[START Excerpted data]

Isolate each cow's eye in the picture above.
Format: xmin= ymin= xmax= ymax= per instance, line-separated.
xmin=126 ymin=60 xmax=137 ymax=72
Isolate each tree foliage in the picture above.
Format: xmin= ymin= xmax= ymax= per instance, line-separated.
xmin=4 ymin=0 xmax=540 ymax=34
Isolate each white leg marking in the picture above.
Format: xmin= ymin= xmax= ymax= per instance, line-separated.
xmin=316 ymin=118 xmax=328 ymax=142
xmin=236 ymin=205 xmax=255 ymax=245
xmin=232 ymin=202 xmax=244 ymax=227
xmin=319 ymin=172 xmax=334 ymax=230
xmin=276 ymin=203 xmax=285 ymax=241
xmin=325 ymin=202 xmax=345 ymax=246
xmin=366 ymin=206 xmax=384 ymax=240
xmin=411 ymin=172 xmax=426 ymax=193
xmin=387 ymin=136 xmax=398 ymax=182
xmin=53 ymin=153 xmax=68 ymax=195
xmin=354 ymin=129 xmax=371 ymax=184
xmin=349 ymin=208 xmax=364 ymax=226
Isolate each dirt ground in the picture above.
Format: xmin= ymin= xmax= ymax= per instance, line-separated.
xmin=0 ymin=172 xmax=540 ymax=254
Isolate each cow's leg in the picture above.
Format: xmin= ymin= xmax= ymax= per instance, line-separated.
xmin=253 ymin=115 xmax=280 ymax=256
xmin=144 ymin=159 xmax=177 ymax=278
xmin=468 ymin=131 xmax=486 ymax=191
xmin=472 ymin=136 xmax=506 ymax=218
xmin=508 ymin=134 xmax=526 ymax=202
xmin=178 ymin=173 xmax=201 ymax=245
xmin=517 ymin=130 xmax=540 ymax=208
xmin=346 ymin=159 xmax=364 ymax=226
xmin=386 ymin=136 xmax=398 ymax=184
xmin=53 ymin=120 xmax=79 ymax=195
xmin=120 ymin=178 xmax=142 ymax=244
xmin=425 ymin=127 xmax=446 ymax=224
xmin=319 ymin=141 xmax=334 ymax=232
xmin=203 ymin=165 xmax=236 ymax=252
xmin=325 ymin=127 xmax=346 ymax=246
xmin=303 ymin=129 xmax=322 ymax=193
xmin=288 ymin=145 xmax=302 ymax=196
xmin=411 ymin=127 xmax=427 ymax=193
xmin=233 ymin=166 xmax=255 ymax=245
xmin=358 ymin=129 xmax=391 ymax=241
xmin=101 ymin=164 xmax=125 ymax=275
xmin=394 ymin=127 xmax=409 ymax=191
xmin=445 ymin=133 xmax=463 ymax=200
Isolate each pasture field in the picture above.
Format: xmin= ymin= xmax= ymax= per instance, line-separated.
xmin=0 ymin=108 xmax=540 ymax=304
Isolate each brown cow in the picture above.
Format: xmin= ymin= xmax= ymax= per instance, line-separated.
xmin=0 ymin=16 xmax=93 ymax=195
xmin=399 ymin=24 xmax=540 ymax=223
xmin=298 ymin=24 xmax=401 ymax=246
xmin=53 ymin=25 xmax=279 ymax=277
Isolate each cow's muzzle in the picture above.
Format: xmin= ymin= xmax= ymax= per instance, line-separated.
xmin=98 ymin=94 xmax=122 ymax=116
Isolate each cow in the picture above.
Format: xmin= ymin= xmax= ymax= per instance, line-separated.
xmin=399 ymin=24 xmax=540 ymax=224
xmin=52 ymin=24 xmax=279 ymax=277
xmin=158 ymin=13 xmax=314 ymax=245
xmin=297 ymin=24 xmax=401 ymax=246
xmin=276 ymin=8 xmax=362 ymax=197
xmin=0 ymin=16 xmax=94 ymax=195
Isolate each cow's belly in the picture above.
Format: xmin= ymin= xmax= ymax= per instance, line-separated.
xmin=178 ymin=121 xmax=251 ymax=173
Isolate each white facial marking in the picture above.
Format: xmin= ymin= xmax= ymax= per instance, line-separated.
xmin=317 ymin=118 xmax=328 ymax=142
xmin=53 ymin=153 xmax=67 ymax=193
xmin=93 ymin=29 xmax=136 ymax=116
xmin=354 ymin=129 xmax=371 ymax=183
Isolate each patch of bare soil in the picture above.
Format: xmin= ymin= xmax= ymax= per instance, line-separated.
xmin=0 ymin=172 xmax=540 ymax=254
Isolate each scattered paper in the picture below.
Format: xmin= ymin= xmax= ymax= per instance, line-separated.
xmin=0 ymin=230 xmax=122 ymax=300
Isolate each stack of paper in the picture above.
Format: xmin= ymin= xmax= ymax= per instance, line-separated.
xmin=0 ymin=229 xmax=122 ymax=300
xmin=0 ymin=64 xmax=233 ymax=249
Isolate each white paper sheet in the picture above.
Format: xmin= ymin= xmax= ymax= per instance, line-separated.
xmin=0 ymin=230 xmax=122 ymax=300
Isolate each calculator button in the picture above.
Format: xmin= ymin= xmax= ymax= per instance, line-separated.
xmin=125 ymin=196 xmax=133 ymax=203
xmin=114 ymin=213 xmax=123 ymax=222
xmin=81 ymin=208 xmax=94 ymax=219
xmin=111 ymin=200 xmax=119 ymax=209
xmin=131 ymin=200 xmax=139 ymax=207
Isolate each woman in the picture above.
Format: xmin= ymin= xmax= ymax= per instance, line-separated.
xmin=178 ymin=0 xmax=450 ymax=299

[END Excerpted data]

Given exercise:
Swap "Isolate" for "Mark" in the lines from the one holding "Isolate each cow's leg in the picture above." through the one holding "xmin=53 ymin=120 xmax=79 ymax=195", inclusive. Return only those lines, with nothing else changed.

Result of this exercise:
Mark each cow's leg in the picture above.
Format: xmin= ymin= xmax= ymax= per instance, line-separated.
xmin=253 ymin=115 xmax=280 ymax=256
xmin=144 ymin=159 xmax=177 ymax=278
xmin=468 ymin=131 xmax=486 ymax=191
xmin=472 ymin=136 xmax=506 ymax=218
xmin=508 ymin=134 xmax=526 ymax=202
xmin=178 ymin=173 xmax=201 ymax=245
xmin=517 ymin=130 xmax=540 ymax=208
xmin=346 ymin=159 xmax=364 ymax=226
xmin=386 ymin=136 xmax=398 ymax=184
xmin=53 ymin=120 xmax=79 ymax=195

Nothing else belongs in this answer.